[[ RECORDS SUPPLIED open ]]

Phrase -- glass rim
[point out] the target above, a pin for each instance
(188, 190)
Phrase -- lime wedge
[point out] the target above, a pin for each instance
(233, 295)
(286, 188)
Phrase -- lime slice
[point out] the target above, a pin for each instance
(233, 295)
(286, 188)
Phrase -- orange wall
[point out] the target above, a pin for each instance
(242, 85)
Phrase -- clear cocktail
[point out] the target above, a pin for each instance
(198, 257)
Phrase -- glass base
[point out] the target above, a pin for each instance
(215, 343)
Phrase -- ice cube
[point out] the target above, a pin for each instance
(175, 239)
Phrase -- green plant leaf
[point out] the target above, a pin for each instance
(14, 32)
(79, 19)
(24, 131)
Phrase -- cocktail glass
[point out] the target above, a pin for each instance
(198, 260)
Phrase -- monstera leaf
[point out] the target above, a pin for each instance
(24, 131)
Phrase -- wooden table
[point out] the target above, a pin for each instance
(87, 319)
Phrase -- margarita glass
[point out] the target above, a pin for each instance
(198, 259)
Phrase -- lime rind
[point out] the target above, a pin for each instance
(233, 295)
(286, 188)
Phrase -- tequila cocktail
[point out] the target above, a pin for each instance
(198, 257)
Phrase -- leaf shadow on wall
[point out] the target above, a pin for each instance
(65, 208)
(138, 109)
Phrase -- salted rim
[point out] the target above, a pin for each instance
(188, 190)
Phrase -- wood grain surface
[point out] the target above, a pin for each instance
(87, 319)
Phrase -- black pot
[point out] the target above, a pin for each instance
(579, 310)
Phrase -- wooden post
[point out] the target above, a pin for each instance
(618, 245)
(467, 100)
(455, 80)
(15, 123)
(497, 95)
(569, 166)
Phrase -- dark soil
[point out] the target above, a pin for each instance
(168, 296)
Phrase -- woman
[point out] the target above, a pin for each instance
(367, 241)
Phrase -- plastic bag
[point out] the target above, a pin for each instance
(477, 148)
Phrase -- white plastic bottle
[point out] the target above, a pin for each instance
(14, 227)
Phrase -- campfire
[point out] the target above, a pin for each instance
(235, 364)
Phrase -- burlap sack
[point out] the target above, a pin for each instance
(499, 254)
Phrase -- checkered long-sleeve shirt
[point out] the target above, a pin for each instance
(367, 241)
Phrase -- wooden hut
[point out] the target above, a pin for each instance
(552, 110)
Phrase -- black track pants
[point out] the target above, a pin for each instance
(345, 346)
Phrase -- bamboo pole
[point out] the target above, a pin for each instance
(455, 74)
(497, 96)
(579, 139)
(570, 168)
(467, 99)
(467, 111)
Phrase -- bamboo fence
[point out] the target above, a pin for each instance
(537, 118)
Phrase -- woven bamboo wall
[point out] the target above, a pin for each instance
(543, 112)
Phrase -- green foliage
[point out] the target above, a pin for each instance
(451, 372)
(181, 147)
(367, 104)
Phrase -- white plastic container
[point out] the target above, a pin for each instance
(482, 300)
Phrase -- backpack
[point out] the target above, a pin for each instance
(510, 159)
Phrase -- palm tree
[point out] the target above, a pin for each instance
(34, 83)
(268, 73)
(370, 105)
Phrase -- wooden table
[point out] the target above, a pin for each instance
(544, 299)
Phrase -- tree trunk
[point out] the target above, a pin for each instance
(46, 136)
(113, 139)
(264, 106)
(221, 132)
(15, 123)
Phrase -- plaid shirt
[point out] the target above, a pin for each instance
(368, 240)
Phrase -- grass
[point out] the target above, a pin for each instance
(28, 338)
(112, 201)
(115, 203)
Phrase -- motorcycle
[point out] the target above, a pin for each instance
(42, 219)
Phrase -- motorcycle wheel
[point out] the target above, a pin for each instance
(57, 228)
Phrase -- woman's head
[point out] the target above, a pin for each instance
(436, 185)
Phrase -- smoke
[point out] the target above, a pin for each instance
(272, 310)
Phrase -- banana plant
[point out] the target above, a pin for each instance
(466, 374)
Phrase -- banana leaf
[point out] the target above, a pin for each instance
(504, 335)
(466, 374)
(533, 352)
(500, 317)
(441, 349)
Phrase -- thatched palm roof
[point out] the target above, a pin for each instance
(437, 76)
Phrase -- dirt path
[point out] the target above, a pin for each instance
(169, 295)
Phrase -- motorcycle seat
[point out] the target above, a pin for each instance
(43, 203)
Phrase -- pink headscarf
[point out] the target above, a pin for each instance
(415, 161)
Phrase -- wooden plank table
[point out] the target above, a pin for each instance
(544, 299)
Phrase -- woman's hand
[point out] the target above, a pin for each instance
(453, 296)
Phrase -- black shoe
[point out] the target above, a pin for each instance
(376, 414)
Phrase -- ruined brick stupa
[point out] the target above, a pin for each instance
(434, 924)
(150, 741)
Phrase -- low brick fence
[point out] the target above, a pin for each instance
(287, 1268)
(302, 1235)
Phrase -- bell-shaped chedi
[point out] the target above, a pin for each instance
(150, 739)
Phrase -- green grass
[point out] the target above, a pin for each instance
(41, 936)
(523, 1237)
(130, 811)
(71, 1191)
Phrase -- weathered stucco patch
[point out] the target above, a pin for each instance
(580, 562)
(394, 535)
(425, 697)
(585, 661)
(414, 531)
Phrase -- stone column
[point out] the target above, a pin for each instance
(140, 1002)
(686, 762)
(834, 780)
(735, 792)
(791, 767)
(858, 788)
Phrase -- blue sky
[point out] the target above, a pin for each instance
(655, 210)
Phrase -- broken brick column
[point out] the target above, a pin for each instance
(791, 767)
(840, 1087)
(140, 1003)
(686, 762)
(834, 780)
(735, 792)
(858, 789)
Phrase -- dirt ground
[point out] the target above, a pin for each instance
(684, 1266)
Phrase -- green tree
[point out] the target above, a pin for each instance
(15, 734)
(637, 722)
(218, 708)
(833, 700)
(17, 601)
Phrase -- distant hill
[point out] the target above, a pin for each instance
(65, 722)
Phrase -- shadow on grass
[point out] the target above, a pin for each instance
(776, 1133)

[[ RECORDS SUPPLIED closed ]]

Say how many lines of the entries above include the string "palm", giving the number and nothing else.

**SOLUTION TO THE EXERCISE:** 2